(Exercise instructions):
Starting at the line that contains "An instance of the rear side", copy each line through the final one exactly as written.

Stored entries:
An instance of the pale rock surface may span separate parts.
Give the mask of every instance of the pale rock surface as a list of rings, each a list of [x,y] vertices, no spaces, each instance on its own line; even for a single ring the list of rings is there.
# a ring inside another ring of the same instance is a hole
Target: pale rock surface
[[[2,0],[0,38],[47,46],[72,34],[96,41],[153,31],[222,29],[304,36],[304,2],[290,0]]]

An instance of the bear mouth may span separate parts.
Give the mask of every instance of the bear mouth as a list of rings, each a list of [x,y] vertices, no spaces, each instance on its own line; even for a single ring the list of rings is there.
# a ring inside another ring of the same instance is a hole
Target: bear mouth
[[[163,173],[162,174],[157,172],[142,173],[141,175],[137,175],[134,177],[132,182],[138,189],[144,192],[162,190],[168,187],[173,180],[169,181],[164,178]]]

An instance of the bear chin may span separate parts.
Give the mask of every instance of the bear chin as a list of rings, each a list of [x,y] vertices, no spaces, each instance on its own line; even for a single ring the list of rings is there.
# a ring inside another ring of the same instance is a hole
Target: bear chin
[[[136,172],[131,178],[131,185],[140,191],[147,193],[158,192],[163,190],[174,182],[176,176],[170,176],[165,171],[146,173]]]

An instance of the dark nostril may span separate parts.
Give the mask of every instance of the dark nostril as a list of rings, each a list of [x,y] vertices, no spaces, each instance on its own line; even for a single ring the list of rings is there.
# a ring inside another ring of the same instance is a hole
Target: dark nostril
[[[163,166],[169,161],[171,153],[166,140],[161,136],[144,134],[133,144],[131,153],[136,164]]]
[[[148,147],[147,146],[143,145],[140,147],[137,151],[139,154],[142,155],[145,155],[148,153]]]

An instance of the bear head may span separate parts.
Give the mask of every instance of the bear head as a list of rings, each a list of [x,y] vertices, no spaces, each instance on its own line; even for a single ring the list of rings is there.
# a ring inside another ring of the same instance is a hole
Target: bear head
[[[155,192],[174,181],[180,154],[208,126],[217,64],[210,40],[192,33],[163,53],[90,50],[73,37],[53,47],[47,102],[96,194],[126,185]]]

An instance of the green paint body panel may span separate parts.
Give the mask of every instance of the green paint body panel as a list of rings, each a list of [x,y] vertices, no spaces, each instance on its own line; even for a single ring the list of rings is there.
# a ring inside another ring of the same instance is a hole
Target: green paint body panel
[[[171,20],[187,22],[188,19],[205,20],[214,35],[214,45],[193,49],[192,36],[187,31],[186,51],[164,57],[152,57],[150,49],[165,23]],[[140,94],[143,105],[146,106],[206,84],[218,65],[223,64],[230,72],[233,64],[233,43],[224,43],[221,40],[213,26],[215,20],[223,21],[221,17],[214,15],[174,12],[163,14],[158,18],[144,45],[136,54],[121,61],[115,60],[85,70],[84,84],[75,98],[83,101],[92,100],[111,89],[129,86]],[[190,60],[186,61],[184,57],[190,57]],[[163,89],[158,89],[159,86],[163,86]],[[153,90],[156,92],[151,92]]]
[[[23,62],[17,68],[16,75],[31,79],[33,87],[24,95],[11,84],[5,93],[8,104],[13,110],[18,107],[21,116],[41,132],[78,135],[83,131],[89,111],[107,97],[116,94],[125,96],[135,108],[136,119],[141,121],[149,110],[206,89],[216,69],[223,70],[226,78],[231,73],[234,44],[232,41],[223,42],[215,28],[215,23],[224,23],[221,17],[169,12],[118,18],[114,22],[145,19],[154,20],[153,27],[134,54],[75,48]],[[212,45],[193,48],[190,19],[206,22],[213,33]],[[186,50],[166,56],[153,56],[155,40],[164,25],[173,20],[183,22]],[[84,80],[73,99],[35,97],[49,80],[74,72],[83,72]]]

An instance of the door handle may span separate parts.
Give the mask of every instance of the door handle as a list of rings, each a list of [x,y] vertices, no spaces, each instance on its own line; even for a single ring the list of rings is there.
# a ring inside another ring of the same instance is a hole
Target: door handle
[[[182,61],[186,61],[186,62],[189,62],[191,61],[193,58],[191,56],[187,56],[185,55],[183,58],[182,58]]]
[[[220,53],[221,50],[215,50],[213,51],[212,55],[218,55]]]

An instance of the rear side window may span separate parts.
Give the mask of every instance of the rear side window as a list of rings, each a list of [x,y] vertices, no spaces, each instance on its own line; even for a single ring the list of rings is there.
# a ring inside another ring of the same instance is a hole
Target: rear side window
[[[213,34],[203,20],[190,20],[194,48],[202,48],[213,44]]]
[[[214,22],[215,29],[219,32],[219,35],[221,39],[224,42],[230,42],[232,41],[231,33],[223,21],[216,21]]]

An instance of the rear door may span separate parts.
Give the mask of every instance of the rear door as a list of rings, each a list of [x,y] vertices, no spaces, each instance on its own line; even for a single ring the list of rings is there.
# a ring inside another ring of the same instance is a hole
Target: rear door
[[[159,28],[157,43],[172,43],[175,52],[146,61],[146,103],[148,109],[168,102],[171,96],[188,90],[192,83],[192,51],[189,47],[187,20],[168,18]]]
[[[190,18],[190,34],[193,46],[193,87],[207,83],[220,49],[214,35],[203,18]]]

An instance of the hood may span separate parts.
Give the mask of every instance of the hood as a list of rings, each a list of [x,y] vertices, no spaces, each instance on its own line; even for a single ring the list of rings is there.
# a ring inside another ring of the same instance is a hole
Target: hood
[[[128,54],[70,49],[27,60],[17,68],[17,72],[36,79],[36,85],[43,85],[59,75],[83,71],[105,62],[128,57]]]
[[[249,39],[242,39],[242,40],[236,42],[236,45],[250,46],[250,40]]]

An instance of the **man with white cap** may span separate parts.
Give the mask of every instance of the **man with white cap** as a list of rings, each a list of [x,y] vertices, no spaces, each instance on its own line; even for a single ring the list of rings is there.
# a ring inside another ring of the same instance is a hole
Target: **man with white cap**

(Answer to the exercise):
An instance of the rear side window may span separate parts.
Give the mask of every instance of the rear side window as a list of rings, each a list of [x,y] vertices, no spaces, each instance on its own line; even for a single ring the list of rings is there.
# a ring inside another ring of the same instance is a hole
Target: rear side window
[[[213,34],[203,20],[190,20],[194,48],[202,48],[213,44]]]
[[[214,22],[215,29],[219,32],[219,35],[221,39],[224,42],[230,42],[232,41],[231,33],[223,21],[216,21]]]

An instance of the rear door may span separate parts.
Give the mask of every instance of the rear door as a list of rings, each a list of [x,y] vertices, no spaces, each instance on its own line; even for a single ring the list of rings is there.
# a ring inside another ring of the same instance is a hole
Target: rear door
[[[159,28],[157,43],[172,43],[175,52],[146,61],[146,103],[148,109],[168,102],[171,96],[188,90],[192,83],[192,51],[189,47],[187,20],[168,18]]]
[[[190,18],[190,34],[193,46],[193,87],[207,83],[220,49],[214,35],[203,18]]]

An instance of the hood may span separate parts.
Give the mask of every instance of the hood as a list of rings, each a list of [x,y] vertices, no spaces, each instance on its own line; even for a single ring the list of rings is there.
# a ring inside another ring of the same instance is a hole
Target: hood
[[[128,54],[70,49],[27,60],[17,68],[17,72],[36,79],[36,85],[43,85],[59,75],[83,71],[105,62],[128,57]]]
[[[249,39],[242,39],[242,40],[236,42],[236,45],[250,46],[250,40]]]

An instance of the **man with white cap** may span separate parts.
Give the mask of every instance of the **man with white cap** as a list of rings, each a list of [x,y] vertices, no spaces, each instance on its own line; even for a single ring the list of rings is there.
# a ring inside another ring of the same instance is a hole
Target: **man with white cap**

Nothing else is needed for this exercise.